◆ What you have to do:
When you return the data, keep every line exactly as it is and leave out the pictures.

[Saved entries]
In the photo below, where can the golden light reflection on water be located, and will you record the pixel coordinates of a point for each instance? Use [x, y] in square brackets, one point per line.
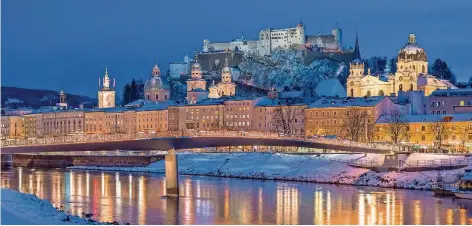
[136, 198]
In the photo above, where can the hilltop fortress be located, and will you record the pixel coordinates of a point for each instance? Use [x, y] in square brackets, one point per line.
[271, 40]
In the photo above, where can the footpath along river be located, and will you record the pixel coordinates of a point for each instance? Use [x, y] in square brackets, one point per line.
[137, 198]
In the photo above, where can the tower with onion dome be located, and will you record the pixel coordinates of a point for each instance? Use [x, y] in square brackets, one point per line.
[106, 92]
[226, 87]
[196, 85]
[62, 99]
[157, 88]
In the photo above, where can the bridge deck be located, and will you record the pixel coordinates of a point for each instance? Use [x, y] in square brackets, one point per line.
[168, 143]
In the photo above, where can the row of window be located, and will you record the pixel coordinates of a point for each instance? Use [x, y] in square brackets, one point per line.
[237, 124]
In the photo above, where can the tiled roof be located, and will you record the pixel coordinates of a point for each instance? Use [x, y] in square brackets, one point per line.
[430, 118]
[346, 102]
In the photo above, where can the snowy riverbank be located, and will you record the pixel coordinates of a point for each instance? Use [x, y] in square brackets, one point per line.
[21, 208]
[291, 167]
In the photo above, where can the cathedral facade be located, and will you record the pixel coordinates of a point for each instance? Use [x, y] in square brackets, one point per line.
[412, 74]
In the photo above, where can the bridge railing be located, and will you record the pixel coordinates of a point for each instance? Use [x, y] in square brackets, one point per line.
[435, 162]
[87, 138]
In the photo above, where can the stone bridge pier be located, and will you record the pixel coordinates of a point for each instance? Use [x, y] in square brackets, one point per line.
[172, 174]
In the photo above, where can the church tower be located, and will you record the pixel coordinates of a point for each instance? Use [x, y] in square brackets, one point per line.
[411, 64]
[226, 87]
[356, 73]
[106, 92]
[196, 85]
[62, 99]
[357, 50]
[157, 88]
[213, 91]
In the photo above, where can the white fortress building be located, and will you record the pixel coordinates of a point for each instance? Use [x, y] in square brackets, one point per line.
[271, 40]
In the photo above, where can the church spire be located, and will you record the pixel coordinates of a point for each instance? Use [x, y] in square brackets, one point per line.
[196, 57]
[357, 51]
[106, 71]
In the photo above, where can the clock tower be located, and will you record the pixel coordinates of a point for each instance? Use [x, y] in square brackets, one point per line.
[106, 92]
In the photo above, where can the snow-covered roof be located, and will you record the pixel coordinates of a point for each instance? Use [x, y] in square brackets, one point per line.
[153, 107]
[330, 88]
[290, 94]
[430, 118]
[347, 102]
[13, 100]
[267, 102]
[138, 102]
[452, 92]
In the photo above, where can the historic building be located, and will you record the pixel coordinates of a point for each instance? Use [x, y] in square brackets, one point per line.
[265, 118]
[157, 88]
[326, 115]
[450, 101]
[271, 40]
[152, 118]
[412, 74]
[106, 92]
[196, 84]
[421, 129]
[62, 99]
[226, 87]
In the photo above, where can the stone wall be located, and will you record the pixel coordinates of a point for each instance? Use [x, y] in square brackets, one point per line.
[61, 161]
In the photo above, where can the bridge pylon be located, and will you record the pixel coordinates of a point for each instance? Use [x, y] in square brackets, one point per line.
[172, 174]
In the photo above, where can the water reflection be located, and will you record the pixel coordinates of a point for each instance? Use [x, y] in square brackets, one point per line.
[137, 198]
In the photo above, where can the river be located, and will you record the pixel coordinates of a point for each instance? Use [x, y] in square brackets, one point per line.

◆ Result of this exercise:
In the photo below, where can the golden light reflection on water be located, and will you record the pixel coordinates of a point for each instance? Use [x, y] in square brackets, one point per line.
[136, 198]
In the photo above, where can the hilltop fortress be located, and will you record the pixel coordinates of a point for each instance? Use [x, y] in square brackets, one point per line.
[271, 40]
In the photo above, where can the footpath along river be located, and will you record the pixel coordinates of a point for each instance? Use [x, y] in square brackets, one point per line.
[137, 198]
In the photo above, where can the tower with onion dome be located, and will you record the pixel coordinates of a point for each instance? Use [x, y] in square brackets, one point per line.
[106, 92]
[226, 87]
[196, 85]
[62, 99]
[157, 88]
In the photo above, where can the bridge deck be located, and will you record the pixel coordinates of a point for each instance? Use [x, y] in square brackets, one point per line.
[168, 143]
In the photo above, where can the row of window be located, and will you record the pixel coordinates of a point for each instance? Use [x, y] in square brackets, one point per line.
[237, 124]
In the photo above, where can the tiled roof be located, and will you record the pixel coordinates of a point for each instance? Use [x, y] in square brackets, one point per line.
[430, 118]
[346, 102]
In the photo above, where can the snowy riverbank be located, and will you record the pixel coordinates of a point for each instance? Use [x, y] in square brackets, one point per line.
[21, 208]
[291, 167]
In the photo above, where can the cathedral facade be located, and will you record the pixel coordinates of a point for each instance? Use [x, y] in square brackets, one point per line.
[412, 74]
In the photo above, where can the bridge railing be located, and will you record the pixel coordinates of a point for each instance? Use [x, y] in square brackets, one point per line.
[435, 162]
[87, 138]
In the photo above, where can the stone bridge pier be located, and will you record the pixel coordinates of a point for each instance? Use [x, y] in square brackets, one point per line.
[172, 174]
In the photo above, where can the church tower be located, and will you record the pixel coordinates of a point for each instance? Use [x, y] in square brackets, one point per line.
[411, 64]
[226, 87]
[356, 73]
[106, 92]
[196, 85]
[62, 99]
[357, 50]
[157, 88]
[213, 91]
In the photo above, where can the white fortress building be located, and will you record the pixel coordinates of a point for each instance? Use [x, y] in square brackets, one point per line.
[271, 40]
In the photo above, where can the church spire be located, and will you record the pixel coordinates of a point for each instance? Use [x, y] in square brackets, one point per line.
[196, 57]
[357, 51]
[106, 71]
In the photo above, where can the clock tower be located, and will you record the pixel coordinates of a point for each instance? Use [x, y] in square brackets, one point per line.
[106, 92]
In the photo above, where can the snow-covered roof be located, and will you record the pixel coordinates of a point for each instance? Use [x, y] in square brackets, one point per line.
[153, 107]
[330, 88]
[290, 94]
[430, 118]
[347, 102]
[13, 100]
[267, 102]
[138, 102]
[452, 92]
In the photo above, where can the historic building be located, and will you record the pixel coordinates of a point for each instance? Use [x, y] in square brackets, one point per line.
[265, 118]
[157, 88]
[326, 115]
[450, 101]
[271, 40]
[152, 118]
[412, 74]
[106, 92]
[196, 84]
[421, 129]
[62, 99]
[226, 87]
In the photo above, where can the stone wall be located, and will you record the pixel coordinates of a point for each instance? Use [x, y] in square brackets, one point per line.
[61, 161]
In the photo above, where can the bridge pylon be located, and will you record the pixel coordinates of a point for each instance? Use [x, y] in square brackets, one point per line.
[172, 174]
In the photo above, where can the water reflection be located, and will you record the pixel coordinates of a point for each instance? Use [x, y] in square brackets, one point per line.
[137, 198]
In the photo above, where can the river be located, and will you record the pixel coordinates of a point for each instance? Use [x, y] in square brackets, one point per line.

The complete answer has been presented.